All that is wanted is a word-for-word copy of the line with "Expected output, for every instance of the tiled" and every line after it in the data below.

*** Supplied material

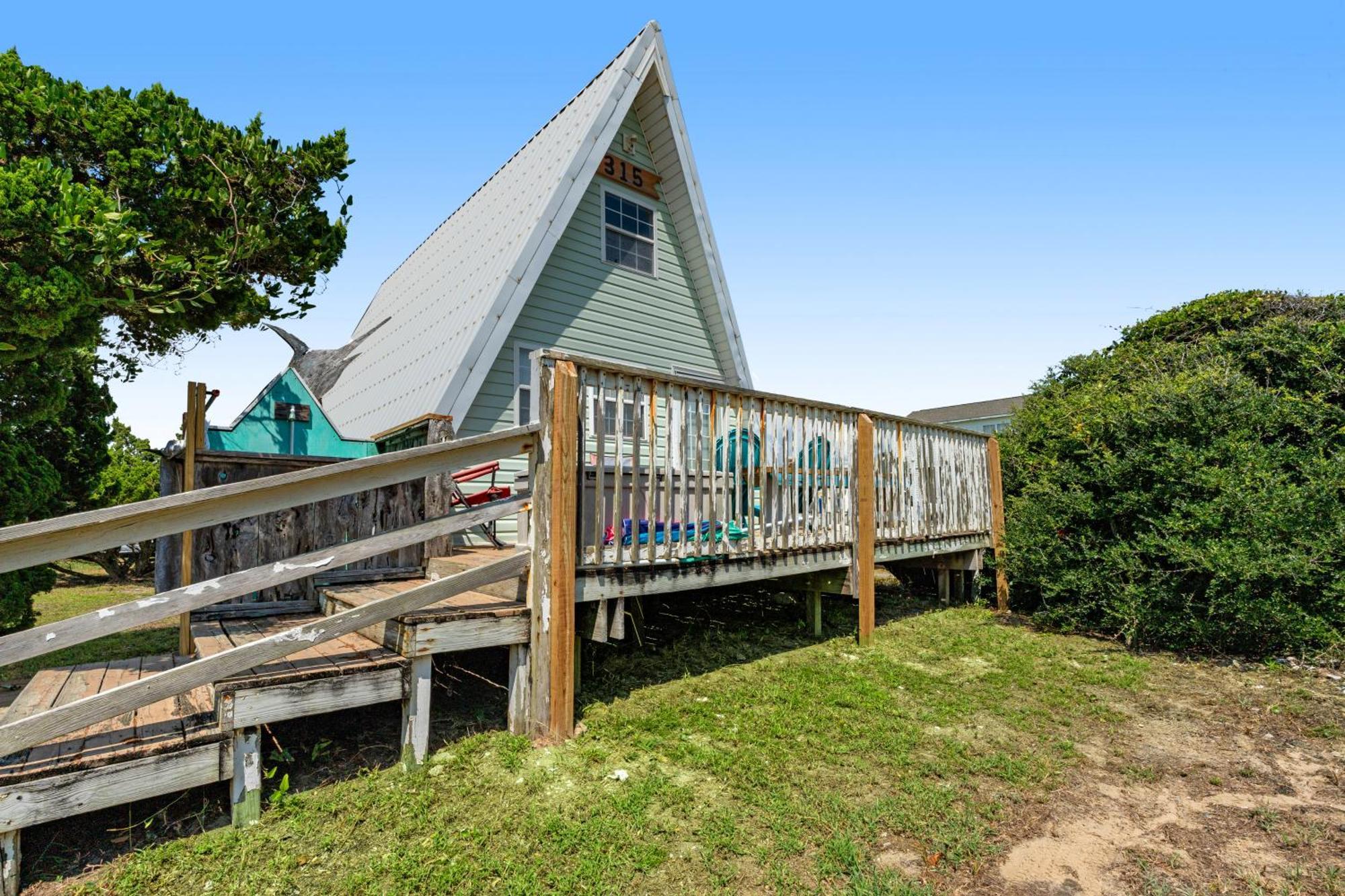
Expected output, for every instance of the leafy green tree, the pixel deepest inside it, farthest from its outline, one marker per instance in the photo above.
(132, 474)
(1186, 487)
(132, 227)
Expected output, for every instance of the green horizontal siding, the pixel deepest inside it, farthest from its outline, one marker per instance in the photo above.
(584, 304)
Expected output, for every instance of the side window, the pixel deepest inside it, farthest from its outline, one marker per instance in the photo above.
(524, 384)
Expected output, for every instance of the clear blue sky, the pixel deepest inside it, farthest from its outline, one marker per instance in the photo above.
(918, 205)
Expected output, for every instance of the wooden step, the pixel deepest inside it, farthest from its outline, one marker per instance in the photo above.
(470, 559)
(337, 674)
(469, 604)
(344, 655)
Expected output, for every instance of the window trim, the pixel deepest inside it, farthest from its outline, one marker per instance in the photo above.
(528, 349)
(603, 227)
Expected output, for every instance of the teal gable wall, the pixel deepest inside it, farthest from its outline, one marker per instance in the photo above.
(584, 304)
(259, 432)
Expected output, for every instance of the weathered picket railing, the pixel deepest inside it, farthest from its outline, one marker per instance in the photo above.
(675, 469)
(44, 541)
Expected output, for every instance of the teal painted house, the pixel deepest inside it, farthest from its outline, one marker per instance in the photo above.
(286, 419)
(594, 239)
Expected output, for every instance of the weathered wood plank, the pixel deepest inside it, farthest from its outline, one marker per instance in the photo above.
(297, 700)
(997, 524)
(61, 720)
(245, 788)
(67, 633)
(517, 712)
(633, 370)
(564, 466)
(469, 634)
(44, 799)
(10, 862)
(416, 710)
(30, 544)
(863, 576)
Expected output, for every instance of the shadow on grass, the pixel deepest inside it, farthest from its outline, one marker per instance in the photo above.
(688, 634)
(697, 633)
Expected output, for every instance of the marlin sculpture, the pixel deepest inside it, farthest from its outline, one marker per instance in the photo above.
(322, 368)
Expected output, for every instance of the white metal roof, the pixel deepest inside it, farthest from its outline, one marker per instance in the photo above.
(454, 300)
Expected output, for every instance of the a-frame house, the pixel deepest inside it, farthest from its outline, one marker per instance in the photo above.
(594, 239)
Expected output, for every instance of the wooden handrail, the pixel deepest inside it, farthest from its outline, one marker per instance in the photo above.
(44, 541)
(697, 382)
(80, 713)
(67, 633)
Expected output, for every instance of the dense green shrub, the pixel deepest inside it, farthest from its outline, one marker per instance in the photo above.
(1186, 487)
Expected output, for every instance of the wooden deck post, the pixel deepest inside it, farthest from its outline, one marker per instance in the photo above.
(997, 524)
(10, 883)
(813, 603)
(193, 439)
(552, 577)
(518, 698)
(416, 710)
(245, 788)
(864, 526)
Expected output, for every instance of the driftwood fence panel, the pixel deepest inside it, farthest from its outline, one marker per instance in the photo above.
(282, 534)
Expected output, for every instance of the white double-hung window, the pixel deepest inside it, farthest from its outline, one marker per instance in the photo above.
(627, 233)
(524, 382)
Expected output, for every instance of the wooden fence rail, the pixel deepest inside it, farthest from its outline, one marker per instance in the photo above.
(67, 633)
(48, 540)
(676, 469)
(80, 713)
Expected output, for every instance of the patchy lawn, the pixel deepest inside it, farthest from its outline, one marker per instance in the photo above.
(72, 598)
(960, 755)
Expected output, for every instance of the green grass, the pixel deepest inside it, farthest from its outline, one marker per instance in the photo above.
(72, 599)
(755, 759)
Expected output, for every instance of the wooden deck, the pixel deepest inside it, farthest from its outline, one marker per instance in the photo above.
(346, 671)
(188, 720)
(494, 616)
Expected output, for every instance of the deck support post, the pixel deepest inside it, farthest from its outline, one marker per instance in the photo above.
(10, 884)
(861, 573)
(245, 787)
(518, 698)
(193, 439)
(997, 524)
(416, 710)
(551, 598)
(813, 604)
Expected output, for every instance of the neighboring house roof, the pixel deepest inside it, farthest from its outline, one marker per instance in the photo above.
(454, 302)
(970, 411)
(321, 436)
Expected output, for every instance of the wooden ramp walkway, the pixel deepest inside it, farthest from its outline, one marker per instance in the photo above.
(645, 483)
(167, 725)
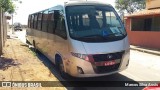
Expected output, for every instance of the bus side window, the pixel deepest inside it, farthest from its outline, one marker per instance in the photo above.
(39, 21)
(60, 27)
(32, 21)
(51, 22)
(29, 21)
(45, 21)
(35, 21)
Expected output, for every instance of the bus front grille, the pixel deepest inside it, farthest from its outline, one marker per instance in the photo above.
(106, 69)
(108, 57)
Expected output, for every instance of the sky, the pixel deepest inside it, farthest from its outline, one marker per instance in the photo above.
(30, 6)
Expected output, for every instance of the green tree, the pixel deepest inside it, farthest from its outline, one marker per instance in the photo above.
(130, 6)
(8, 5)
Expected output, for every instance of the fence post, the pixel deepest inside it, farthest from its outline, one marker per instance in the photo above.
(1, 32)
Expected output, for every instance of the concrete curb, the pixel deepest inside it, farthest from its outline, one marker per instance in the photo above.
(154, 52)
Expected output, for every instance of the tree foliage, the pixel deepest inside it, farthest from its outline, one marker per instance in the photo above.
(130, 5)
(8, 5)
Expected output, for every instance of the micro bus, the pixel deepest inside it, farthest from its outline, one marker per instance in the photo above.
(82, 39)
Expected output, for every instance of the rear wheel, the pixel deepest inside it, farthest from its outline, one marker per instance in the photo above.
(34, 45)
(60, 67)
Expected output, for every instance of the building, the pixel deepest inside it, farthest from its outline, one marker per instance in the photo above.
(143, 27)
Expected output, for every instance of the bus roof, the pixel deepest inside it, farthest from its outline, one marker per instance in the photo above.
(73, 3)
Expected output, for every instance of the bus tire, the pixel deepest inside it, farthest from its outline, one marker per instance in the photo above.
(60, 66)
(34, 45)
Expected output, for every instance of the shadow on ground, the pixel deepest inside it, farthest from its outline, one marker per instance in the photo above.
(97, 80)
(5, 63)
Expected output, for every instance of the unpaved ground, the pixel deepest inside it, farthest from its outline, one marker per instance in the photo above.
(19, 63)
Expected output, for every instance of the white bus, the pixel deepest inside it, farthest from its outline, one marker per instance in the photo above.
(83, 39)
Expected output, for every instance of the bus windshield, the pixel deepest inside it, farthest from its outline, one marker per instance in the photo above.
(93, 23)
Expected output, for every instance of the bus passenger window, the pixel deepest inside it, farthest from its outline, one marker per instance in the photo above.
(44, 21)
(51, 22)
(39, 26)
(61, 28)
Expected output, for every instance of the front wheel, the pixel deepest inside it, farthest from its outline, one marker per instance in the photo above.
(61, 70)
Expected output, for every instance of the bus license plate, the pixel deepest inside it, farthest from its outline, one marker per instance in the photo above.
(109, 63)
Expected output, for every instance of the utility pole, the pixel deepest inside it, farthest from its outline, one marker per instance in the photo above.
(12, 25)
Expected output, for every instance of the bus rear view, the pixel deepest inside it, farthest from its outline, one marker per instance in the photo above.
(98, 42)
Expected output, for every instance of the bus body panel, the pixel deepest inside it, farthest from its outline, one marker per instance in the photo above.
(50, 45)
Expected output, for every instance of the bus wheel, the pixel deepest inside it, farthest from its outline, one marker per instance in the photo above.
(61, 70)
(34, 45)
(60, 67)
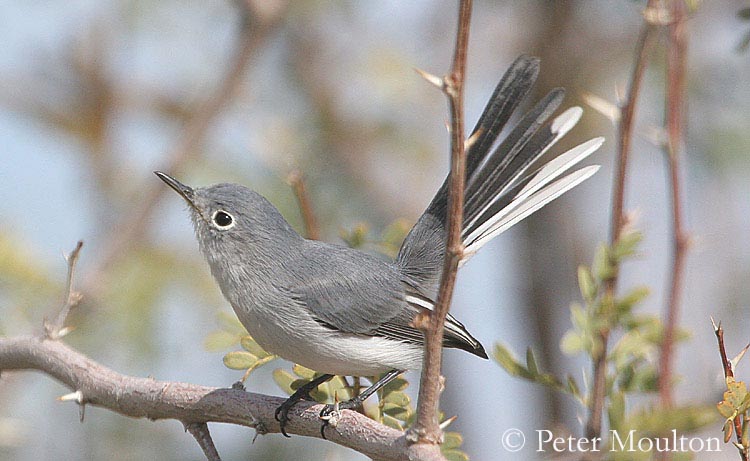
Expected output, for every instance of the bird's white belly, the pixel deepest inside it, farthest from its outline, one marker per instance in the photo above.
(324, 350)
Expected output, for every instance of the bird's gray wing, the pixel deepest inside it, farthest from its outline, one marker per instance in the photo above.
(353, 292)
(348, 290)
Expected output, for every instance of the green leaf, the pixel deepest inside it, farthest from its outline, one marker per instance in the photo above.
(248, 343)
(455, 455)
(573, 387)
(531, 362)
(735, 399)
(239, 360)
(284, 380)
(392, 422)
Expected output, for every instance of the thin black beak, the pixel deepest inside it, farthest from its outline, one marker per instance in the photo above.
(185, 191)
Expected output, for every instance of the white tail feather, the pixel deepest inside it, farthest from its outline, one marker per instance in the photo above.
(526, 207)
(544, 176)
(559, 165)
(560, 127)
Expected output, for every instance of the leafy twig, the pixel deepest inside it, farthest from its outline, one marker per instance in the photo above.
(191, 403)
(426, 429)
(619, 221)
(729, 373)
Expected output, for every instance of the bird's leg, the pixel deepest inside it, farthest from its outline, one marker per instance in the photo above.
(302, 393)
(356, 402)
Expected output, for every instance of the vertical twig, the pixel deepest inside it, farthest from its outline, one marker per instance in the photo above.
(297, 182)
(675, 109)
(426, 428)
(729, 372)
(618, 222)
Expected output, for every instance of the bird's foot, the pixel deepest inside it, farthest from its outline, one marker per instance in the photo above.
(331, 413)
(282, 412)
(303, 393)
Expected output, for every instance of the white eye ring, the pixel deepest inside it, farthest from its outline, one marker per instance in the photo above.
(222, 220)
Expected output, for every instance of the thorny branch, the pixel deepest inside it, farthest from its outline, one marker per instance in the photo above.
(619, 221)
(426, 429)
(193, 405)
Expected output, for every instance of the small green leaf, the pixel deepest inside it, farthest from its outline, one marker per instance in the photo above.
(392, 422)
(573, 387)
(505, 358)
(531, 362)
(248, 343)
(397, 411)
(239, 360)
(728, 429)
(455, 455)
(572, 343)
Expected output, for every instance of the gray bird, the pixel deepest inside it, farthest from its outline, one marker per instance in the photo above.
(340, 311)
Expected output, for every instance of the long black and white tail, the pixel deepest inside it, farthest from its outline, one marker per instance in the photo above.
(500, 189)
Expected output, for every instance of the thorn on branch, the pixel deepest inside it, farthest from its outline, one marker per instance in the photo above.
(434, 80)
(200, 432)
(56, 329)
(76, 397)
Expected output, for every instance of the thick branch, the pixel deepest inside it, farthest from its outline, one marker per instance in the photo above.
(426, 429)
(625, 128)
(194, 404)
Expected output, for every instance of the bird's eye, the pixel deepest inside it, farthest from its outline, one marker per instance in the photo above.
(223, 220)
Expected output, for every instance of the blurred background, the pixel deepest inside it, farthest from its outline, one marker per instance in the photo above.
(95, 95)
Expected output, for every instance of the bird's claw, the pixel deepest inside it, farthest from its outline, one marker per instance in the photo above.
(331, 413)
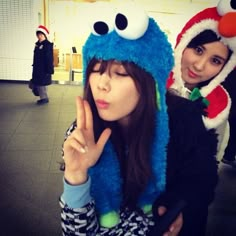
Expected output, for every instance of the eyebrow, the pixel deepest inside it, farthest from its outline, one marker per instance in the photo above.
(216, 56)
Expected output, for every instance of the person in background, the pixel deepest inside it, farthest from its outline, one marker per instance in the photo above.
(126, 161)
(43, 67)
(203, 59)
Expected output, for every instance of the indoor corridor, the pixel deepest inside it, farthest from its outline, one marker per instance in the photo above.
(31, 138)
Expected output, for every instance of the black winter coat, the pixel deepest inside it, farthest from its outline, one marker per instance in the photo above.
(191, 164)
(43, 63)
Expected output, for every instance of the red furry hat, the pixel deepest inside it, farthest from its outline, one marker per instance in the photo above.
(221, 20)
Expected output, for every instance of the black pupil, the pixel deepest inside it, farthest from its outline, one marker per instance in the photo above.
(101, 28)
(121, 21)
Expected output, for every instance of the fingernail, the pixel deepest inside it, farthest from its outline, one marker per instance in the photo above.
(82, 150)
(86, 148)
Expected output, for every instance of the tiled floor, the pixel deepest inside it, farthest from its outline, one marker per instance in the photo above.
(30, 149)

******

# Solution to this task
Expected output, for every instance of the tiled floor, the pixel deepest inside it, farthest from its outline, one marker per instance in the photo above.
(30, 149)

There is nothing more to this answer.